« L’exposition invisible » : l’expérience de la cécité au cœur de Prague
Une exposition un peu particulière a pris ses quartiers depuis deux ans déjà dans la mairie du quartier de la Nouvelle Ville à Prague. « L’exposition invisible », c’est son nom, propose à ses visiteurs de faire l’expérience de la cécité sous la direction d’un guide aveugle ou mal-voyant. Radio Prague a rencontré la directrice et l’une des guides de cet endroit insolite.
« L’idée de départ, ou plutôt la racine du projet, vient d’Allemagne. Un journaliste est devenu aveugle et sa femme a voulu se mettre dans la peau de son mari pour comprendre sa situation. Elle a essayé de savoir ce que cela voulait dire de ne pas voir. C’est à partir de cette histoire et dans le même esprit qu’a ouvert une première exposition à Budapest en 2007. Le but est de montrer au public la vie des personnes aveugles. »
──────
> **Petit exercice A**
Reproduisez intégralement le texte sur l'exposition invisible de Prague, sans rien y changer.
Le texte et les enregistrements n'ont aucun rapport entre eux.
──────
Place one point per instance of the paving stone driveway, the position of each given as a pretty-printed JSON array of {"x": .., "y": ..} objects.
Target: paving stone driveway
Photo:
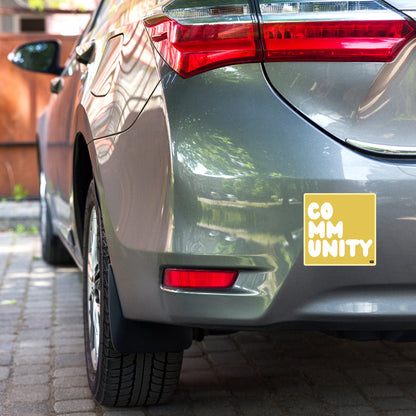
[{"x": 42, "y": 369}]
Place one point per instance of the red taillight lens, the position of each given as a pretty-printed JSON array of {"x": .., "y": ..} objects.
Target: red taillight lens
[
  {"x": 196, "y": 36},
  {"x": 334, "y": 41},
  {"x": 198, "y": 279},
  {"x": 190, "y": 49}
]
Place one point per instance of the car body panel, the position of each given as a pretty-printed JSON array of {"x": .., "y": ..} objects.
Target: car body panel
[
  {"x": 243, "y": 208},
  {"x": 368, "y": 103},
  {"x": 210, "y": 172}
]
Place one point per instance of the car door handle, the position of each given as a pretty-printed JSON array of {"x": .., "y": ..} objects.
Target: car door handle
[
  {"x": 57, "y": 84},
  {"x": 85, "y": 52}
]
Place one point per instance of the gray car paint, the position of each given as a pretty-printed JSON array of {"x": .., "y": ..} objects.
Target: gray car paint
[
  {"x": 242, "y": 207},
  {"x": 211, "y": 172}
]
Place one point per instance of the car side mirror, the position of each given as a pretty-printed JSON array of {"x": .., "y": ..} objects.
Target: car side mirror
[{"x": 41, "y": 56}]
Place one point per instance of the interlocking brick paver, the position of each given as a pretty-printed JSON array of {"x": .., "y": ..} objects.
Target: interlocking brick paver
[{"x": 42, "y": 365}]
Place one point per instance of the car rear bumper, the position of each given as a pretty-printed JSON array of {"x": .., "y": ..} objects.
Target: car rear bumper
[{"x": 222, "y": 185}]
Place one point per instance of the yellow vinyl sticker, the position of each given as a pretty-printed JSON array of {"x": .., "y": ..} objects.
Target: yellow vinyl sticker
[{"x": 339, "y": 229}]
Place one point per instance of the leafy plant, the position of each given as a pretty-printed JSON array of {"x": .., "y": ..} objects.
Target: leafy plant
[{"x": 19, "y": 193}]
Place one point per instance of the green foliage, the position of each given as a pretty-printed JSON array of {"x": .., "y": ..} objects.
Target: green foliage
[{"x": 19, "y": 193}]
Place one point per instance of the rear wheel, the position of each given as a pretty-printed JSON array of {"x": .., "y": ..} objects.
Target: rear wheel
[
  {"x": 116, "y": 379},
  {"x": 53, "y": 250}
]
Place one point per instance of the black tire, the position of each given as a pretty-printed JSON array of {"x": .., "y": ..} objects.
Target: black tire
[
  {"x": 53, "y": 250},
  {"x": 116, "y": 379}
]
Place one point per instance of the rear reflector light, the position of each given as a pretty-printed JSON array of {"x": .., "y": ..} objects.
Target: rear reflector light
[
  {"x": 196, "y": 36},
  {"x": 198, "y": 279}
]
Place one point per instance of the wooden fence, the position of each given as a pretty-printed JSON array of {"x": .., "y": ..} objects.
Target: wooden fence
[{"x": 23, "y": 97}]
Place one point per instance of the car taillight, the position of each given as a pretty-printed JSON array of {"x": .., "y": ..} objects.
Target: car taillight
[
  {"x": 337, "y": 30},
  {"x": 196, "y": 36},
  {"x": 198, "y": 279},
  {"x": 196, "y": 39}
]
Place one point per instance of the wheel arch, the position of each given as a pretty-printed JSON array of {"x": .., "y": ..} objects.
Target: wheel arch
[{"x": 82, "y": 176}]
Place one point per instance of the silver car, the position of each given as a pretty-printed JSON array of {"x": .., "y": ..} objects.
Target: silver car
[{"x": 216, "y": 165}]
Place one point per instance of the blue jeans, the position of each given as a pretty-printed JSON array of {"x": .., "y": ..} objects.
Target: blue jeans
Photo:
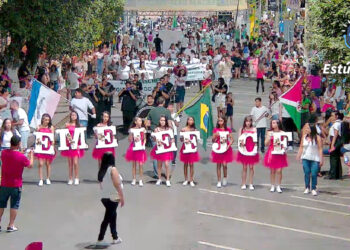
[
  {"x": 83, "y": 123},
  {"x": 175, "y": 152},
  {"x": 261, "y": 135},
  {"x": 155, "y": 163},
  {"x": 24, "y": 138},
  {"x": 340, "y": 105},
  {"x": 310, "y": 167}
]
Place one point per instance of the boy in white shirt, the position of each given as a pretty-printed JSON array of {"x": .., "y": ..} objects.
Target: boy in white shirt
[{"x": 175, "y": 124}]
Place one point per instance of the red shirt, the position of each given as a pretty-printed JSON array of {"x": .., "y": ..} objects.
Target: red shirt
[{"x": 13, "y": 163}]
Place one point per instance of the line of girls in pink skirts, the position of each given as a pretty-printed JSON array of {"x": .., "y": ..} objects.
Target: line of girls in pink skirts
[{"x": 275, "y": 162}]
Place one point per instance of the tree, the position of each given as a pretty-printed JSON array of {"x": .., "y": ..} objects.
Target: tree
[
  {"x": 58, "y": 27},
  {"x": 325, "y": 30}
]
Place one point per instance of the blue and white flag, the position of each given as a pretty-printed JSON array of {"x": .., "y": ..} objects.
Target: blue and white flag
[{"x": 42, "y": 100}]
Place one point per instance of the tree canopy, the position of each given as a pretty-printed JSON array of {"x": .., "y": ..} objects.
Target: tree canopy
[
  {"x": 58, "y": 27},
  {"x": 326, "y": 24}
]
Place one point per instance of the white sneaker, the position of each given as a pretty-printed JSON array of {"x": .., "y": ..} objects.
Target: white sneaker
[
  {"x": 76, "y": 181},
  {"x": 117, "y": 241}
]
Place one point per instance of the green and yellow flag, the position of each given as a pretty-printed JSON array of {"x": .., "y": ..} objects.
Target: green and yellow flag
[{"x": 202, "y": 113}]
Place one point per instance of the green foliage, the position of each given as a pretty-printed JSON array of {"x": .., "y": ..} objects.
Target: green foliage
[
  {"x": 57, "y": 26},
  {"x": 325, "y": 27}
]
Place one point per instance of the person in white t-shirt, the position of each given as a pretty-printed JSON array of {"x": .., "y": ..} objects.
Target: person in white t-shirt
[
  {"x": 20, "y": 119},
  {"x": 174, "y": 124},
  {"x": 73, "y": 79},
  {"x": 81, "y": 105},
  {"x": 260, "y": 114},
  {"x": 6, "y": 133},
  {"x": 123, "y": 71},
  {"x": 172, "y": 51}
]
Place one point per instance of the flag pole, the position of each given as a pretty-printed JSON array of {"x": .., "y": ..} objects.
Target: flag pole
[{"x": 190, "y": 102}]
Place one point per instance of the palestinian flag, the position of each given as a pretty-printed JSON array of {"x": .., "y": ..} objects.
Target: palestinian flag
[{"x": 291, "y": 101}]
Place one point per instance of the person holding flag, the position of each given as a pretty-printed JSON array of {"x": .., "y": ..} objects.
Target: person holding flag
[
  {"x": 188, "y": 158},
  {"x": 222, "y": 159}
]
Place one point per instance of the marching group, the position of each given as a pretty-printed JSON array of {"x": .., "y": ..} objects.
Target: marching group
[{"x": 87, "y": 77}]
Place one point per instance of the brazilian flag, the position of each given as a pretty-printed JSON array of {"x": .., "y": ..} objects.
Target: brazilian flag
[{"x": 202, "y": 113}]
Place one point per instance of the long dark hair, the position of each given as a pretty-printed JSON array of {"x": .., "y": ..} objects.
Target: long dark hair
──────
> **Petit exercice B**
Modifiez les lignes des enregistrements qui vont de celle contenant « Place one point per instance of the long » jusqu'à la fin des enregistrements, ces deux bornes incluses : remplacez « dark » par « black » et laissez tout le reste intact.

> **Résultat correct A**
« L’exposition invisible » : l’expérience de la cécité au cœur de Prague
Une exposition un peu particulière a pris ses quartiers depuis deux ans déjà dans la mairie du quartier de la Nouvelle Ville à Prague. « L’exposition invisible », c’est son nom, propose à ses visiteurs de faire l’expérience de la cécité sous la direction d’un guide aveugle ou mal-voyant. Radio Prague a rencontré la directrice et l’une des guides de cet endroit insolite.
« L’idée de départ, ou plutôt la racine du projet, vient d’Allemagne. Un journaliste est devenu aveugle et sa femme a voulu se mettre dans la peau de son mari pour comprendre sa situation. Elle a essayé de savoir ce que cela voulait dire de ne pas voir. C’est à partir de cette histoire et dans le même esprit qu’a ouvert une première exposition à Budapest en 2007. Le but est de montrer au public la vie des personnes aveugles. »

> **Résultat correct B**
Place one point per instance of the long black hair, the position of each given as a pretty-printed JSON array of {"x": .., "y": ..} objects.
Target: long black hair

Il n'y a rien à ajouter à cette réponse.